=== Texto de origem ===

Profissional de perfil técnico, com vasta experiência em saúde pública e coordenador de projetos de sucesso em gestão hospitalar, o médico intensivista Rasivel dos Reis Santos Júnior está à frente da Secretaria de Estado da Saúde de Goiás (SES-GO) desde janeiro de 2024. Neste mês em que fecha o balanço do primeiro semestre no comando da pasta, Rasível dos Reis tem muitos resultados para apresentar.

Os principais esforços do secretário foram no sentido de cumprir a regionalização da saúde, promessa do governador Ronaldo Caiado (UB) para a área. No início de sua gestão, leitos de terapia intensiva existiam apenas em Goiânia, Aparecida de Goiânia e Anápolis. Hoje, estão espalhados em todas as regiões, e 85% dos pacientes internados estão dentro de sua própria macrorregião de origem.

Nesta entrevista ao Jornal Opção, o secretário fala sobre outras marcas da gestão na saúde: a entrega do Cora, hospital oncológico e pediátrico; as seis policlínicas; a adoção de um modelo disruptivo para incentivar os atendimentos eficazes e rápidos na medicina de emergência.

Italo Wolff — Qual balanço o senhor faz de seu período à frente da Secretaria Estadual de Saúde? Quais foram as principais realizações da pasta?

Temos trabalhado muito para atender ao pedido do governador Ronaldo Caiado (UB) de regionalizar a saúde. Entendo que essa é uma das principais formas de promover a equidade no Sistema Único de Saúde (SUS). Temos realizado muitas oficinas, reuniões, workshops com o Conselho de Secretarias Municipais de Saúde (Cosems) nas cinco macrorregiões do Estado.

Para atingir o objetivo de regionalizar a saúde, nosso desafio é vencer o modelo federativo brasileiro, que leva os serviços até o nível municipal, mas sem garantir escala ou qualidade. A princípio, municipalizar o atendimento parece bom, mas 80% dos municípios de Goiás têm menos de 20 mil habitantes, e, quando se pensa em serviços de saúde, alguns serviços demandam volume. Ou seja: alguns habitantes de cidades pequenas precisam de atendimento de alta complexidade, mas esses municípios não possuem estrutura para sustentar hospitais de alta complexidade. 

A regionalização da saúde segue duas lógicas, basicamente. Alguns serviços são sensíveis à distância — a atenção primária tem de estar no quarteirão de casa. Outros precisam de volume para ter qualidade — como neurocirurgias, cirurgias cardíacas, oncologia. No Estado de Goiás, estamos rearranjando os serviços pensando em macro regiões e convencendo as estruturas municipais a assumirem suas vocações regionais.

=== Material fornecido ===

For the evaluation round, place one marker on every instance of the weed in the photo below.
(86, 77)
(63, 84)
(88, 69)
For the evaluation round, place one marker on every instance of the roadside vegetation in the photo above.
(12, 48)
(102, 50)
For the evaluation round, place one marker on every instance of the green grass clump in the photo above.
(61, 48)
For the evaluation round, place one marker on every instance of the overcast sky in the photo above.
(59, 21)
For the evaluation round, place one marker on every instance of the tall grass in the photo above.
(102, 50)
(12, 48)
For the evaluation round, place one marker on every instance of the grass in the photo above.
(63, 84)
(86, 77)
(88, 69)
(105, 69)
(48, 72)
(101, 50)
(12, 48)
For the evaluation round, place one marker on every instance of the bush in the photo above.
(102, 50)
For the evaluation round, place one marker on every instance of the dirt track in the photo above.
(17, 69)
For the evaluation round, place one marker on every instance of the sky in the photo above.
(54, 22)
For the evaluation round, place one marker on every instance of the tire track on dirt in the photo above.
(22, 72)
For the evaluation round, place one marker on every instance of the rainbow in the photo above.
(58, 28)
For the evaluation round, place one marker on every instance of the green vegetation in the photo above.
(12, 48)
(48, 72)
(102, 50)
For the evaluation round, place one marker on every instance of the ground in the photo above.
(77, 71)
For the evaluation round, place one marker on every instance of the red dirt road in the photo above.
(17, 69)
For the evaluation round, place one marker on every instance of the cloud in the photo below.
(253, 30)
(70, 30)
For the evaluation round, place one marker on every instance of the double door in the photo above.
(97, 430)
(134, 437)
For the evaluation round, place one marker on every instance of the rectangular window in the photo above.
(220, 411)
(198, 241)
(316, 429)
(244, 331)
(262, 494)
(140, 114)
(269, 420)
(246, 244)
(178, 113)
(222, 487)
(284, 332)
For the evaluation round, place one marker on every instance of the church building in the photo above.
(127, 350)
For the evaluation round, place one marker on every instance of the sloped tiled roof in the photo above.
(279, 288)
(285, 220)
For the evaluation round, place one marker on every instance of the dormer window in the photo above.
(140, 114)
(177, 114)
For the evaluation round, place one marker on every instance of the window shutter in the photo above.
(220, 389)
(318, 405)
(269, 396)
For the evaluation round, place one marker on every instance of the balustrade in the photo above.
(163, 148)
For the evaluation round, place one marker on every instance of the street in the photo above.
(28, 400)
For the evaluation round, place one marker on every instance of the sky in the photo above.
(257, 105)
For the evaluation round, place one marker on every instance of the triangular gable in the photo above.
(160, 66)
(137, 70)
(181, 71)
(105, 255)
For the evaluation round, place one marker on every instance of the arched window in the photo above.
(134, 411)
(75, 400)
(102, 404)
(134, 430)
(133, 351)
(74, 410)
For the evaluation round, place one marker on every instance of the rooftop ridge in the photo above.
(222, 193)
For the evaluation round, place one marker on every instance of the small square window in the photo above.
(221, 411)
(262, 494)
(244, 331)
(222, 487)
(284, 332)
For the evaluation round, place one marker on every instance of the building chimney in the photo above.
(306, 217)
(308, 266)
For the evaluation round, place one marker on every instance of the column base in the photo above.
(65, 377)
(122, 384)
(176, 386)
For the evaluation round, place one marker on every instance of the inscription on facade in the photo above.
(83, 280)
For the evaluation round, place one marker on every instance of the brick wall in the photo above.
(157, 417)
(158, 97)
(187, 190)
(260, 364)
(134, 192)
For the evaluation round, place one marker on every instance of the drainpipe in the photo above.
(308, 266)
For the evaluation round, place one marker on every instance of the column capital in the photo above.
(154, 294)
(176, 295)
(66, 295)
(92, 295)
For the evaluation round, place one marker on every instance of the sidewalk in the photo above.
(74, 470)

===

## Instruções da tarefa
Reproduza o trecho da entrevista entre "Italo Wolff —" e "macrorregiões do Estado.", inclusive, renomeando "workshops" como "seminários".

## Resposta do exercício
Italo Wolff — Qual balanço o senhor faz de seu período à frente da Secretaria Estadual de Saúde? Quais foram as principais realizações da pasta?

Temos trabalhado muito para atender ao pedido do governador Ronaldo Caiado (UB) de regionalizar a saúde. Entendo que essa é uma das principais formas de promover a equidade no Sistema Único de Saúde (SUS). Temos realizado muitas oficinas, reuniões, seminários com o Conselho de Secretarias Municipais de Saúde (Cosems) nas cinco macrorregiões do Estado.